### WRITTEN TASK
Locate the line containing "If you could mark the shadow" in the material below; repeat it and every line after it, exactly as written.

---- SOURCE DATA

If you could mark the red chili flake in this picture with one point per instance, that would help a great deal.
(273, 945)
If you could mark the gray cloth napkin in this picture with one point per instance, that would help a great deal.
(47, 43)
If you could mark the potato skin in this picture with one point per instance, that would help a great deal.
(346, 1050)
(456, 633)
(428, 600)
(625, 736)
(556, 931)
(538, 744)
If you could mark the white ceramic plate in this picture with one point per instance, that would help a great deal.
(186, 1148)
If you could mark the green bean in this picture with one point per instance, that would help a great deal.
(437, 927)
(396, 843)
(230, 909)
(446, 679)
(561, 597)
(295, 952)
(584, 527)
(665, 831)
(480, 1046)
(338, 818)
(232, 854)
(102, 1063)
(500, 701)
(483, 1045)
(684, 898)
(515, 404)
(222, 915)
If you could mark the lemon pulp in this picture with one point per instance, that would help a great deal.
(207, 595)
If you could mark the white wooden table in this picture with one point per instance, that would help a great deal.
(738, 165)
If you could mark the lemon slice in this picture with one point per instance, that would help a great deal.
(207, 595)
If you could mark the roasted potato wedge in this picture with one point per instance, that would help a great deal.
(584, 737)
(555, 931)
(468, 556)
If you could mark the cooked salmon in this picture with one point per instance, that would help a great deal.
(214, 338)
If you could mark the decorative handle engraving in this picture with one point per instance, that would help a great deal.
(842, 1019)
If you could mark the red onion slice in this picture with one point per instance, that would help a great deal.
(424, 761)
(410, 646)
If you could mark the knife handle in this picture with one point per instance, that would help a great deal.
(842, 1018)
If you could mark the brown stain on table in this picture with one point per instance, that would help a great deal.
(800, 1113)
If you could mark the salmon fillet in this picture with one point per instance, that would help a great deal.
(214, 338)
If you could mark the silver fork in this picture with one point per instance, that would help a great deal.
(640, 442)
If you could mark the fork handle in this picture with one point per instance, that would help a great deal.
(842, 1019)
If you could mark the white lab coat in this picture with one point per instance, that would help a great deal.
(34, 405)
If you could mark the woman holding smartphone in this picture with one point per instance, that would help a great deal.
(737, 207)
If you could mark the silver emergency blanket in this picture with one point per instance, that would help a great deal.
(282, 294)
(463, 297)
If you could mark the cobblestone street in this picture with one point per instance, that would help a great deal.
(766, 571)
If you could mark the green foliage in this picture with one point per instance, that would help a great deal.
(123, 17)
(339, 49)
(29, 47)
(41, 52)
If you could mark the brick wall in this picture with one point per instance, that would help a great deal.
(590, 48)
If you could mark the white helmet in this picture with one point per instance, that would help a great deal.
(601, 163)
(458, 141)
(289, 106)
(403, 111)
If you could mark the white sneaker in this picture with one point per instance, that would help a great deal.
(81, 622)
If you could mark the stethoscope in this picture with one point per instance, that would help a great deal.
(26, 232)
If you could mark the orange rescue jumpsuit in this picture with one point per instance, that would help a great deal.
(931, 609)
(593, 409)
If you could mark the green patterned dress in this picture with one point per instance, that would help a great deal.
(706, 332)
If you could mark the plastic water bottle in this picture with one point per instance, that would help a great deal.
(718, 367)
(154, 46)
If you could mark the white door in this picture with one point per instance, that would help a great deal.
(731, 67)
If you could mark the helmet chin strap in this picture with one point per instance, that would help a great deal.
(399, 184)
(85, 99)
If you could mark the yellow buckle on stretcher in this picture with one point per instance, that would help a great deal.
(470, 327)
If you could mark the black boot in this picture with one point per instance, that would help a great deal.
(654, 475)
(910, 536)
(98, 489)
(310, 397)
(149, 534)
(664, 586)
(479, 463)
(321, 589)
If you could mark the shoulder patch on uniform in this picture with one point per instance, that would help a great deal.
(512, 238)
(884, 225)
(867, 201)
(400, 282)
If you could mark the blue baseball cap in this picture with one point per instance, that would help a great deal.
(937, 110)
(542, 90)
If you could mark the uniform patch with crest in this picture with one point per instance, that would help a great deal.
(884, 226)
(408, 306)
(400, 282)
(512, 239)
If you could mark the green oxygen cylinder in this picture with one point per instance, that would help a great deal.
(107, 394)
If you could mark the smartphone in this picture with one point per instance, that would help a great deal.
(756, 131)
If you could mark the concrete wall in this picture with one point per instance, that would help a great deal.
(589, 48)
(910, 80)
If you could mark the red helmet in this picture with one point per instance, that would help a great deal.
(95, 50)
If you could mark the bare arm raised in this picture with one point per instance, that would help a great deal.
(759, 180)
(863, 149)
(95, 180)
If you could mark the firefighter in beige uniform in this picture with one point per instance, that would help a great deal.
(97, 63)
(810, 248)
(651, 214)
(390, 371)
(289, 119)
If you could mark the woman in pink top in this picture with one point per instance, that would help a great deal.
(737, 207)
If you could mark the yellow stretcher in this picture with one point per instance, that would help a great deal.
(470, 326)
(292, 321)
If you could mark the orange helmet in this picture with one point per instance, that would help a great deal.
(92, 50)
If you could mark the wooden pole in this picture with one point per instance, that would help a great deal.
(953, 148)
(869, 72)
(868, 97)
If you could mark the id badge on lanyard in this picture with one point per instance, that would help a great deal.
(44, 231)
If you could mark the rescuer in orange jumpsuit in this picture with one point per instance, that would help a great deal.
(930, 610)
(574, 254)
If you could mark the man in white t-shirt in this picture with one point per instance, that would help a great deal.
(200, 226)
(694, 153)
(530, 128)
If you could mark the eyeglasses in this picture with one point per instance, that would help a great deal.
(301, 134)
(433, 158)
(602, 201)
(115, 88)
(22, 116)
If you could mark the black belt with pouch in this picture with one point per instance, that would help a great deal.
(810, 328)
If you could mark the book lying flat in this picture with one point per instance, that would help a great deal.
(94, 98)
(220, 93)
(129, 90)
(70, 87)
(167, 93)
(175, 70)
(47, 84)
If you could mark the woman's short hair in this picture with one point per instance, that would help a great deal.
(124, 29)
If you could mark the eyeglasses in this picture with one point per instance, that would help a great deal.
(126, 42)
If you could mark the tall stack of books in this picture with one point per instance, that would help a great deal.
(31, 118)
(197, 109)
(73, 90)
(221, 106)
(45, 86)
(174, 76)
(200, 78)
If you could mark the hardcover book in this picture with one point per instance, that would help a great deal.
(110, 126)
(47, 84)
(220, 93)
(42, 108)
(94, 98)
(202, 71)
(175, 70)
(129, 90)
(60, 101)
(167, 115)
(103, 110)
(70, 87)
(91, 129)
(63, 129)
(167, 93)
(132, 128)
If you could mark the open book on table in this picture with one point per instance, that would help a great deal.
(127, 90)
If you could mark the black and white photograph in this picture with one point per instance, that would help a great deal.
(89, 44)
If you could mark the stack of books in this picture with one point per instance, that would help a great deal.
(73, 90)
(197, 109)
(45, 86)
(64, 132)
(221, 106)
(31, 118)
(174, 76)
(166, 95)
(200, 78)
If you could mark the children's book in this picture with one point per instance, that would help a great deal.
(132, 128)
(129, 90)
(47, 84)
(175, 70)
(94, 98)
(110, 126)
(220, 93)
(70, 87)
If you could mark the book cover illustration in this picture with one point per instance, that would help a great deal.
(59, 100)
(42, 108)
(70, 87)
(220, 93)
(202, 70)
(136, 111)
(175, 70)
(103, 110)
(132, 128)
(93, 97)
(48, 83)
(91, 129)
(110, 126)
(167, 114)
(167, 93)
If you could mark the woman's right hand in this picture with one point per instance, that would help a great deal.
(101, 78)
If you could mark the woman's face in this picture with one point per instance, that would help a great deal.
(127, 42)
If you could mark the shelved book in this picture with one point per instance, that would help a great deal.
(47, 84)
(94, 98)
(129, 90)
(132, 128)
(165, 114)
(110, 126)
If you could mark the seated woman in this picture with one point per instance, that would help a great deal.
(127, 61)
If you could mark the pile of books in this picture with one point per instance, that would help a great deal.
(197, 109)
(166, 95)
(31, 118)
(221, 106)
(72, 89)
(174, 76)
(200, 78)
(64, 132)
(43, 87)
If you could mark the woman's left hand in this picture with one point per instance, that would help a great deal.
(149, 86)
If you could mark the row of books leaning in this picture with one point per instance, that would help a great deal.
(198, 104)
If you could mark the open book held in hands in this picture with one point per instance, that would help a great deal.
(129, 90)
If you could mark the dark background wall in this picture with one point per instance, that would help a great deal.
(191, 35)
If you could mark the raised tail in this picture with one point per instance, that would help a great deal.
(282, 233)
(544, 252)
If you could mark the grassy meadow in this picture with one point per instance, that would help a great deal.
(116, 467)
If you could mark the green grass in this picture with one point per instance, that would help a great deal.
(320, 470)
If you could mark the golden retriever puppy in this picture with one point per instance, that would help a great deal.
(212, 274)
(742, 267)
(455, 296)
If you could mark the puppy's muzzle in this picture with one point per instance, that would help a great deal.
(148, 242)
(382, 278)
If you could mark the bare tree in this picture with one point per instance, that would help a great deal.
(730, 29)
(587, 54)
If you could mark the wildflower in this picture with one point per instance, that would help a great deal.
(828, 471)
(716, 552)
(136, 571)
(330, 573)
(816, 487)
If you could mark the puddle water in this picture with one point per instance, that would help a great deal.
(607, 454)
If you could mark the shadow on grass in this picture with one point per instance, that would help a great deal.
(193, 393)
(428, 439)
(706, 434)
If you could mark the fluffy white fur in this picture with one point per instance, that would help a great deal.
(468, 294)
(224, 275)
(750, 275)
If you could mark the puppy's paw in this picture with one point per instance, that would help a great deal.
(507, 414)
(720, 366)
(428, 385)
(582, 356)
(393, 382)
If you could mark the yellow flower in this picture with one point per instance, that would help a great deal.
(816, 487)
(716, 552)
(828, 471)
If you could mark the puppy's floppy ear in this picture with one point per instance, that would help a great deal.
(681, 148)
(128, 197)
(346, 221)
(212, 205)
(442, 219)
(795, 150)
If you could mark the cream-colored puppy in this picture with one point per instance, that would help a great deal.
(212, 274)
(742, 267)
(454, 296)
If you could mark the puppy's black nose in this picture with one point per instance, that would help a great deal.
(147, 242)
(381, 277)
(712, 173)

--------

### EXERCISE RESULT
If you could mark the shadow on grass in this picture with one point per instance, that would help a great deal.
(193, 393)
(428, 439)
(706, 434)
If you could mark the fluffy white fur in this picture with one point per instance, that would help a great deal.
(468, 294)
(224, 275)
(750, 275)
If you could mark the puppy's paw in this picture with one point per instance, that would help a great deal.
(507, 414)
(720, 366)
(428, 385)
(582, 356)
(393, 382)
If you could mark the yellow flower in this picture with one point per instance, that would help a great deal.
(816, 487)
(716, 552)
(828, 471)
If you could mark the puppy's floppy ear in this picture with one point per instance, that would help a great deal.
(681, 148)
(128, 197)
(346, 221)
(212, 205)
(442, 219)
(795, 150)
If you could mark the cream-colored puppy in this picture with one point per instance, that would help a great deal.
(212, 274)
(742, 267)
(454, 296)
If you could mark the puppy's black nose in this picture with one point per instance, that would help a great deal.
(147, 242)
(381, 277)
(712, 173)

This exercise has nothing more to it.